**QUÉ SE PIDE:**
Transcribe el pasaje del extracto del documento comprendido entre "Y, por último, después" y "solo un instante.", ambos incluidos.

A veces conviene callar. Y en esta situación dramática que sufre el pueblo valenciano, al menos en primera instancia, procede no pronunciar palabra. El dolor se ha vuelto inconmensurable y casi sobrepasa todo consuelo. Por ello, entiendo que lo que debe hacerse primero es acompañar, ponerse «al lado de», estar «junto a», hacerse «cercano». Después, es necesario compadecer, para que esas poblaciones rotas y laceradas sientan que se comparte su dolor a fin de que, en algo, pueda aliviar su sufrimiento al comprobar cómo su angustia y desolación son también nuestras.

Y, por último, después de estar ahí, mano a mano, y de llorar juntos… es el momento de ayudar, de asistir, de ponerse hombro con hombro, llenándose de fango, para que la desgracia pueda ser un poco más llevadera y que alumbre un hilo de esperanza por el que pueda admitirse que, poco a poco, cabe retornar a una cierta normalidad, esa que se ha visto –como fulminada por un rayo–, arrancada y despedazada en solo un instante.

Para expresar estos sentimientos y para inspirar esas actitudes, se me ocurre parangonar la trágica realidad que estamos sufriendo con 'La parábola del buen samaritano', (Lc 10, 30-37). Trataré de confrontar su texto con los hechos que acaecieron hace un mes y con los que siguen produciéndose. Así comienza el relato evangélico narrado, con emoción, por Cristo: «Un hombre bajaba por el camino de Jerusalén a Jericó y unos bandidos lo asaltaron y después de despojarlo y de herirlo, lo dejaron medio muerto». El caminante habría hecho en muchas ocasiones la misma senda. Era pues, un día corriente y el viajero no presagiaba la desgracia.

En nuestro caso, el pueblo valenciano estaba tan tranquilo en el camino de la vida. Nada parecía que pudiese alterar la cotidianeidad de una jornada más, de un otoño sereno. Pero el pasado 29 de octubre se desencadenaron los elementos y, por sorpresa, lo atacaron, destrozaron todo lo se les puso por delante… y le dejaron casi muerto. Se vio así sacudido por una violencia extrema que mató cientos de vidas, desgarró miles de familias y arruinó la existencia material de muchos de los que pueden contarlo.

**CONTENIDO DEL CONJUNTO:**
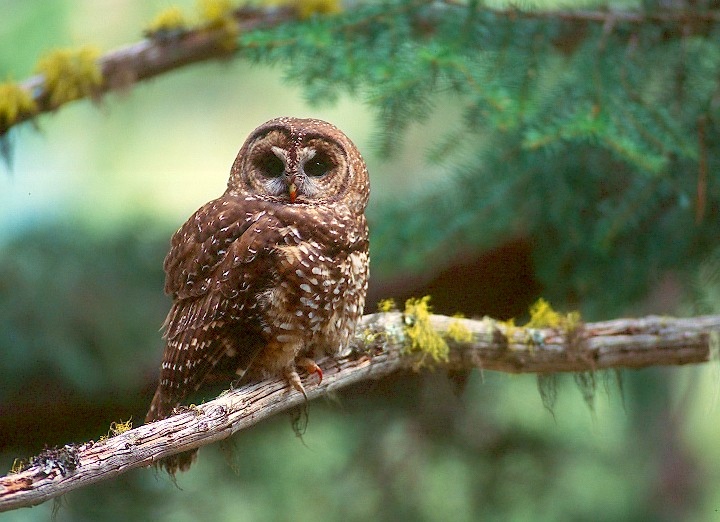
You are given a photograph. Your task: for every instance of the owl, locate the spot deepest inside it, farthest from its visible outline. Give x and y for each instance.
(272, 273)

**SOLUCIÓN COMPLETA:**
Y, por último, después de estar ahí, mano a mano, y de llorar juntos… es el momento de ayudar, de asistir, de ponerse hombro con hombro, llenándose de fango, para que la desgracia pueda ser un poco más llevadera y que alumbre un hilo de esperanza por el que pueda admitirse que, poco a poco, cabe retornar a una cierta normalidad, esa que se ha visto –como fulminada por un rayo–, arrancada y despedazada en solo un instante.